**Verilen görev 1:** Tutukluluk süresine ilişkin metinde yıl olarak belirtilen bütün süreleri, metindeki sıralarına göre listeleyin.
**Verilen görev 2:** Tutukluluk süresine ilişkin metnin "34. 5271 sayılı" ifadesinden "yıl olabileceği anlaşılmaktadır." ifadesine kadar olan bölümünü hiçbir değişiklik yapmadan yazdırın.

**Kaynak metin:**
^^^^^^^^^^^^^^^^

34. 5271 sayılı Kanun’un 102.
maddesinin (2) numaralı fıkrasında, ağır ceza mahkemesinin görevine giren
işlerde tutukluluk süresinin en çok iki yıl olduğu ve bu sürenin zorunlu
hallerde gerekçesi gösterilerek uzatılabileceği, ancak uzatma süresinin toplam
üç yılı geçemeyeceği belirtilmiştir. Buna göre uzatma süreleri dâhil toplam
tutukluluk süresinin azami beş yıl olabileceği anlaşılmaktadır.
35. Yargılandığı davada başvurucuya
isnat edilen fiiller, 12/4/1991 tarih ve 3713 sayılı Terörle Mücadele
Kanunu’nun 10. maddesinin beşinci fıkrası kapsamında olup, aynı fıkrada, bu
fiiller bakımından 5271 sayılı Kanun’un 102. maddesinin (2) numaralı fıkrasında
öngörülen tutuklama sürelerinin iki katı olarak uygulanacağı hükme
bağlanmıştır. Dolayısıyla, başvurucuya isnat olunan fiiller bakımından
uygulanacak toplam tutukluluk süresinin uzatma süreleri dâhil azami on yıl
olabileceği anlaşılmaktadır.

^^^^^^^^^^^^^^^^

**Gösterilen veriler:**
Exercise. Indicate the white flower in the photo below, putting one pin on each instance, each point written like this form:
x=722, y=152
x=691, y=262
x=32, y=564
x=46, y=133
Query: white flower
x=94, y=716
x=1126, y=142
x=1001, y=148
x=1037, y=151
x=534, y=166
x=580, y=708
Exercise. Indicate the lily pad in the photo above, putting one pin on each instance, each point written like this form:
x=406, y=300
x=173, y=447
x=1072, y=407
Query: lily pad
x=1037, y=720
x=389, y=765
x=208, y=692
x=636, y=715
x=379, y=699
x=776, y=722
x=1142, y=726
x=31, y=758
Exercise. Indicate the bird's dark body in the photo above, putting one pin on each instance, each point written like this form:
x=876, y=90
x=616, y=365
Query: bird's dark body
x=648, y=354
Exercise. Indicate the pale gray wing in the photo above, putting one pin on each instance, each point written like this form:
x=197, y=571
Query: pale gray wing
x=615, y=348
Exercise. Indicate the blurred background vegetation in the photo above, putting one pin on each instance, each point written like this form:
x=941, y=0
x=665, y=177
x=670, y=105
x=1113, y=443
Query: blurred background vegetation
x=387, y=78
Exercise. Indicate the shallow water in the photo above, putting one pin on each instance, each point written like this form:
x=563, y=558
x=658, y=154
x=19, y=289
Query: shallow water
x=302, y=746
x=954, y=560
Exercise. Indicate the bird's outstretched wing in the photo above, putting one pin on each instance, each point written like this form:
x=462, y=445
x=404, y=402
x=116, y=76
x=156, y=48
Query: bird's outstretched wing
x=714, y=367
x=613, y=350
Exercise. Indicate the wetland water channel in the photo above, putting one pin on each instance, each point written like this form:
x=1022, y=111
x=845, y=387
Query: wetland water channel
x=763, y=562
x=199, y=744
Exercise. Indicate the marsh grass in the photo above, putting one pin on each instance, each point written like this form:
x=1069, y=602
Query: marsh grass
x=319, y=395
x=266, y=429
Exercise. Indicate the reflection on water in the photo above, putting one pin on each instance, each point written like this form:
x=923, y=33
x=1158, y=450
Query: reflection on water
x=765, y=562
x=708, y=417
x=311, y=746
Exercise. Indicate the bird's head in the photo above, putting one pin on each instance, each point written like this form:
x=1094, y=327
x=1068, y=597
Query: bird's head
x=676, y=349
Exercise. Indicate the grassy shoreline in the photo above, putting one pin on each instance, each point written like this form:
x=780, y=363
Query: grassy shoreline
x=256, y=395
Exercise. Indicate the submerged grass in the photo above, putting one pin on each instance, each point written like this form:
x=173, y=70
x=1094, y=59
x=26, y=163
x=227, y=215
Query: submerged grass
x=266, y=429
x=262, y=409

^^^^^^^^^^^^^^^^

**Yazılı çözüm 1:**
- iki yıl
- üç yıl
- beş yıl
- on yıl

**Yazılı çözüm 2:**
34. 5271 sayılı Kanun’un 102.
maddesinin (2) numaralı fıkrasında, ağır ceza mahkemesinin görevine giren
işlerde tutukluluk süresinin en çok iki yıl olduğu ve bu sürenin zorunlu
hallerde gerekçesi gösterilerek uzatılabileceği, ancak uzatma süresinin toplam
üç yılı geçemeyeceği belirtilmiştir. Buna göre uzatma süreleri dâhil toplam
tutukluluk süresinin azami beş yıl olabileceği anlaşılmaktadır.